**Текст упражнения**
━━━━━━━━━━━━━━━━━━━━━━━━━━━━━━

В.А. производит очень хорошее впечатление – она так ожила, приободрилась и повеселела, так хорошо снова вошла в геологические вопросы… Как будто она вполне освоилась с мыслью о том, что я буду защищать не раньше осени. Я не уверена, что то, что я не могу написать сейчас, я напишу только намеками и знать, что этот намек вызовет целую серию воспоминаний.
Мы всю жизнь с тобою гоняемся за новым, рвем с прошлым, а вот когда попадаешь к людям, связанным с прошлым, и чувствуешь, что в это прошлое путь тебе закрыт – становится грустно. Поэтому наверное мне проще всего иметь дело с Борисом и Н.Г., с которыми меня объединяет хоть немного летняя романтика.
Может быть ты себе сделаешь вывод из этих размышлений. Я совсем не хочу советовать тебе не порывать с НИИГом, но попробуй выбрать что-нибудь прочно. Сегодня третий день моего хозяйственного дежурства – с удовольствием это констатирую и жду не дождусь конца недели.
Писать мешают. Такие заводят разговоры, что уши вянут.
Знаешь, я сегодня о чем думала. Нельзя быть бродягой в жизни. Вот оттого что меня не связывает прошлое с этими людьми, с которыми я тесно связана работой, мне иногда бывает очень горько. У меня много прошлого, много ярких полевых воспоминаний, путешествий, человеческих отношений – а вот ужасно не хватает этого общего, о чем можно говорить. «А помните…». Но приятно, что никто от меня в ближайшее время ничего не ждет, и я могу не вымучивать из себя нескладные фразы, как это приходится бедной Наташе Чочиа.
У меня все еще нет внутреннего решения доводить это дело до конца! С одной стороны формально может быть это нужно, и я это вполне сознаю, но уверена, что ради этого нужно проходить всю эту мучительную процедуру.

━━━━━━━━━━━━━━━━━━━━━━━━━━━━━━

**Список заданий**
A) Воспроизведите из письма без изменений отрывок, который открывается словами «Писать мешают. Такие» и завершается словами «бедной Наташе Чочиа.».
B) Назовите всех людей, которые упомянуты в письме по имени или инициалам.
C) Подхватите письмо после его последнего предложения и напишите продолжение.
Строки для работы не понадобятся.

**Исходные строки**

━━━━━━━━━━━━━━━━━━━━━━━━━━━━━━

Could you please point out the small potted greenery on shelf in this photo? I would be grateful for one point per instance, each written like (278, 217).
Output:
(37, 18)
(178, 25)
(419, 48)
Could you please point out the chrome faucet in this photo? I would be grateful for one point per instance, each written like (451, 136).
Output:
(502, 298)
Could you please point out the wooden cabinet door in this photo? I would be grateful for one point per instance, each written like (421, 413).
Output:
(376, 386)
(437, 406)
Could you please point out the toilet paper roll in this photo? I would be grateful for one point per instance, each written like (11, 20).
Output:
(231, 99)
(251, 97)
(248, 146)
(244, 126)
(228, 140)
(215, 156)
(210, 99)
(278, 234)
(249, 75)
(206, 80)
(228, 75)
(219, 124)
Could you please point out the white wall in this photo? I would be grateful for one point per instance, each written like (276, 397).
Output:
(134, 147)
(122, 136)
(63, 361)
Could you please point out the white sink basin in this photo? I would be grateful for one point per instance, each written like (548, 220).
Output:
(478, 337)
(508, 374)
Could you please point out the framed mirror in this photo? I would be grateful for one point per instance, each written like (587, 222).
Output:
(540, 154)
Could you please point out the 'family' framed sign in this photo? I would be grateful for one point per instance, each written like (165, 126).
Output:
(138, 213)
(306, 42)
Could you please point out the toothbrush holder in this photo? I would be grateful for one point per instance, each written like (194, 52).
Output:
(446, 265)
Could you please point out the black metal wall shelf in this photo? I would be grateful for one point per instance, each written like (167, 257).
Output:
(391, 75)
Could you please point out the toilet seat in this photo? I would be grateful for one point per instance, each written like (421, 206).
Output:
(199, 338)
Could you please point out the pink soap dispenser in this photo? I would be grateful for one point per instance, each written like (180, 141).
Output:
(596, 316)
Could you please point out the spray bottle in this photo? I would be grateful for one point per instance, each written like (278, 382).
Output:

━━━━━━━━━━━━━━━━━━━━━━━━━━━━━━

**Ответы к заданиям**
A)
Писать мешают. Такие заводят разговоры, что уши вянут.
Знаешь, я сегодня о чем думала. Нельзя быть бродягой в жизни. Вот оттого что меня не связывает прошлое с этими людьми, с которыми я тесно связана работой, мне иногда бывает очень горько. У меня много прошлого, много ярких полевых воспоминаний, путешествий, человеческих отношений – а вот ужасно не хватает этого общего, о чем можно говорить. «А помните…». Но приятно, что никто от меня в ближайшее время ничего не ждет, и я могу не вымучивать из себя нескладные фразы, как это приходится бедной Наташе Чочиа.

B) В.А., Борис, Н.Г., Наташа Чочиа

C)
Ну всего доброго. Всем большой-пребольшой привет. Мало надеюсь на ваши приезды, и мечтаю о командировке в Москву, хоть на несколько дней.
Крепко целую, Соня

Март1952 г.
Здорово!
Мой адрес не дом 7 кв.3, а наоборот, дом 8, кв.7. Твои последние письма (сразу два) принес нам гражданин из дома 7 кв.8 в надежде на то, что его долгоожидаемые письма, также заблудившись, опали к нам. Но его корреспонденты не оказались такими рассеянными.
Ленинград залит солнцем вот уже который день. Даже в нашу комнату, выходящую окнами во двор-колодец. Набирается днем столько света и тепло, что народ снимает пиджаки. Вчера мы в рабочее время уехали кататься на лыжах. Николаю Григорьевичу нужно было тренироваться перед соревнованием. А я хоть и чувствовала, что мне нужно было отказаться от вежливого приглашения, не могла устоять против перспективы солнца и снега. В тех краях, где по воскресеньям кишит народ, было пусто и тихо. С холмов далеко видны цепи озер и железнодорожный путь, пересекающий их насыпью… блестит снег, синее небо. Меня больше не учат поворотам – отступились. Для того чтобы избежать науки, я решительно отказалась от горных лыж, которые с трудом втаскиваются в гору, и всегда ходу на легких скоростных (Наташиных) лыжонках с ротофеллами (считается, что на них поворачивать нельзя). Иногда замечаю, что мое неуемное участие в лыжных прогулках Н.Г. вызывает в людях недоумение (Наташа каталась только раз, и будь Н.Г. другим человеком, начались бы сплетни). И Наташа, чувствую, затаивает глухую неосознанную вражду. По этим соображениям я в виде тяжелой жертвы собираюсь отказаться от очередной прогулки в воскресенье. Буду ходить по Ленинградским площадям. Наверное, одна. Эх, тебя бы сюда!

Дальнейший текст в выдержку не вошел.